*Objectif*
Poursuivez l'extrait sur le passage du P.C.M.L.F. dans la clandestinité à la suite de sa dernière phrase.

*Extrait du texte*
CONDITIONS DU PASSAGE DU P.C.M.L.F, DANS LA CLANDESTINITE

..... Est-il besoin d'expliquer qu'un parti communiste authentique peut être proclamé dissous, interdit par la bourgeoisie, mais que cette mesure ne signifie en aucune manière la fin de son activité ? C'est une mesure bourgeoise, il est un parti prolétarien.

..... Nous avons déjà constaté que les partis qui conduisirent les peuples à des victoires révolutionnaires prolétariennes, ou de libération nationale, sont tous passés par des phases plus ou moins prolongées de clandestinité. Tel fut le cas du Parti fondé par LENINE en Russie, tel fut le cas du Parti dirigé par MAO Tsétoung en Chine, tel fut le cas du Parti créé par Enver Hoxha en Albanie, tels furent les cas des partis et fronts anticolonialistes, prolétariens ou non, qui dirigèrent et organisèrent les guerres populaires victorieuses en Indochine comme en Algérie.

..... Nous savons aujourd'hui que le " Parti communiste marxiste-léniniste de France " n'a pas fait exception à ce principe qui découle de l'histoire du mouvement révolutionnaire ; il n'a pas cessé son combat au lendemain de la mesure annoncée par le gouvernement de la bourgeoisie au pouvoir en France (voir " Document " : rapport de police de 1971).

..... Cette réalité ne signifie pas, par contre, que ce jeune parti n'a rencontré aucune difficulté et qu'il a poursuivi son édification suivant un processus rectiligne et facile. Sa mise hors la loi visait à le détruire, elle n'y est point parvenu, même si elle lui a porté des coups et l'a placé dans une situation nouvelle infiniment plus difficile que celle qu'il avait connue jusque-là. Mais n'est-ce point à travers les plus dures épreuves que grandit un véritable Parti communiste ?

*Lignes de données*
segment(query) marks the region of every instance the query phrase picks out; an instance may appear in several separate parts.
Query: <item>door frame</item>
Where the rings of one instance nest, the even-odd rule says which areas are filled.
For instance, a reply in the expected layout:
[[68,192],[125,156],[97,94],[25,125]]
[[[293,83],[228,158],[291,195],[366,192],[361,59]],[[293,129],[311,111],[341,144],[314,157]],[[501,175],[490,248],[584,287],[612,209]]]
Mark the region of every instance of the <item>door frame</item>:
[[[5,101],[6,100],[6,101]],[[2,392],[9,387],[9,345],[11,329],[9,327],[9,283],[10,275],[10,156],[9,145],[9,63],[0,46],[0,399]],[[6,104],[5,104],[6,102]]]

*Réponse de l'exercice*
..... Les luttes de lignes que nous avons exposées avaient porté sur la question de la rupture avec le Parti révisionniste et sur la création conséquente du nouveau Parti marxiste-léniniste. D'autres luttes se produisirent au-delà du 12 juin 1968, décidèrent de la vie ou de la mort du Parti, traduisirent l'affrontement irréductible entre les deux classes de la bourgeoisie et du prolétariat, entre les deux idéologies bourgeoise et prolétarienne.

..... Au Congrès de Puyricard, nous avons déjà relevé la manifestation de la lutte de lignes, sur quelques points particuliers. Mais il nous faut révéler maintenant qu'à la Commission des Statuts fut en partie battue la ligne prolétarienne défendue par le camarade François Marty.

..... En effet, celui-ci proposa l'adjonction d'un article concernant un passage éventuel du Parti dans l'illégalité, au cas où la bourgeoisie décréterait l'interdiction de son activité publique. Connaissant la biographie de ce militant, ancien commandant F.T.P. et dirigeant de l'école des officiers F.T.P. du Sud-Ouest sous l'occupation hitlérienne, il est facile d'imaginer qu'il savait clairement de quoi il parlait, et ne lançait pas cette suggestion à la légère. L'histoire a d'ailleurs confirmé sa clairvoyance.

..... Malheureusement, en dépit du soutien d'un camarade faisant partie de cette commission, il rencontra l'opposition des autres délégués dont on peut préciser simplement qu'ils furent par la suite d'actifs représentants de la ligne opportuniste de droite et préconisèrent après juin 1968 le plus prompt retour à des formes d'activité légale.

..... Certes, quelques mois plus tard, aux approches de la mesure d'interdiction du 12 juin 1968, les dirigeants du jeune P.C.M.L.F. comprirent bien à quelle situation nouvelle ils allaient devoir faire face. Ils organisèrent la préservation des archives, le retrait des fichiers d'adresses, des listes d'abonnés aux périodiques divers qui pouvaient se trouver dans des locaux qu'allait viser la répression. Ils préparèrent le regroupement de certains militants, en les sélectionnant suivant des critères idéologiques et organisationnels propres à ce qui allait se produire. Ainsi, et non sans que n'apparaissent quelques insuffisances résultant de la totale inexpérience de l'immense majorité des militants, le P.C.M.L.F. se trouva bientôt confronté à son interdiction.
..... Perquisitions, interpellations, surveillances, filatures policières commencèrent immédiatement, révélant toutefois qu'à cette époque les services de police ni disposaient pas de renseignements très: importants.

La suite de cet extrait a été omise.